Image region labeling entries
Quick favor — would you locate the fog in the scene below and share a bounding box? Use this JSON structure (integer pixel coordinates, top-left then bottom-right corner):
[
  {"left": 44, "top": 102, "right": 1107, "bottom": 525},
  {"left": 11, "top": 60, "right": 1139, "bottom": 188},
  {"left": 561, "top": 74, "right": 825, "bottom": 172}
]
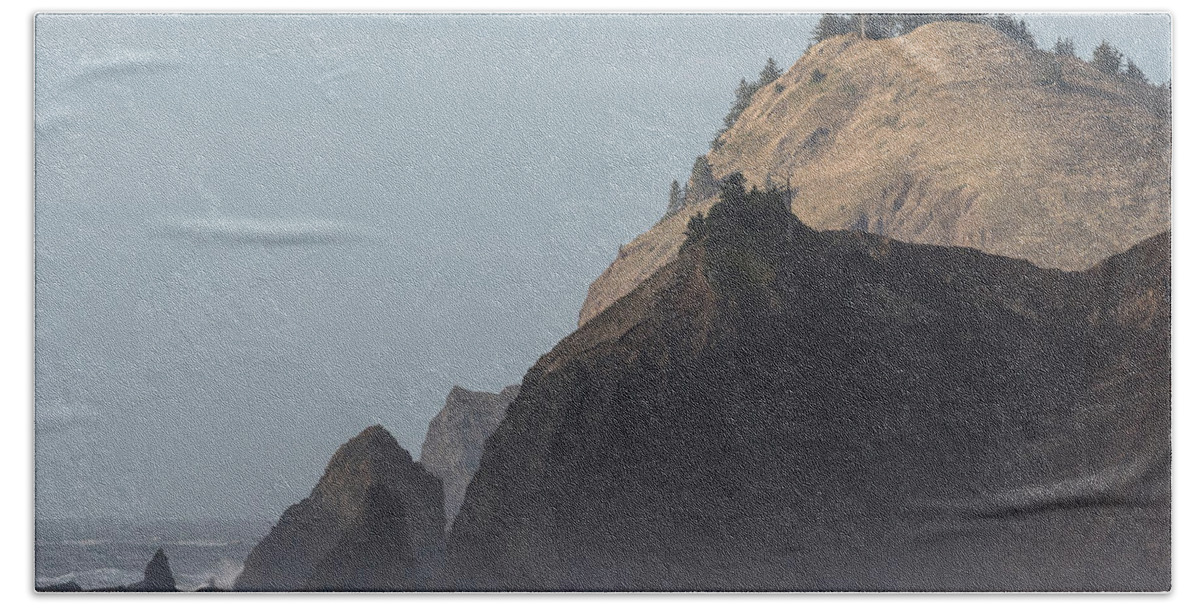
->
[{"left": 35, "top": 14, "right": 1170, "bottom": 518}]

EXERCISE DESCRIPTION
Please express each line of the entries above as a numbered list, leaving out blank lines and the pictures.

CORRECT ANSWER
1. Quick favor — would you locate the fog in the scene below and share a bounding box? Use this JSON structure (integer pixel coordinates, top-left then bottom-right corner):
2. [
3.   {"left": 44, "top": 102, "right": 1107, "bottom": 525},
4.   {"left": 11, "top": 60, "right": 1139, "bottom": 188},
5.   {"left": 561, "top": 74, "right": 825, "bottom": 172}
6. ]
7. ->
8. [{"left": 35, "top": 14, "right": 1170, "bottom": 518}]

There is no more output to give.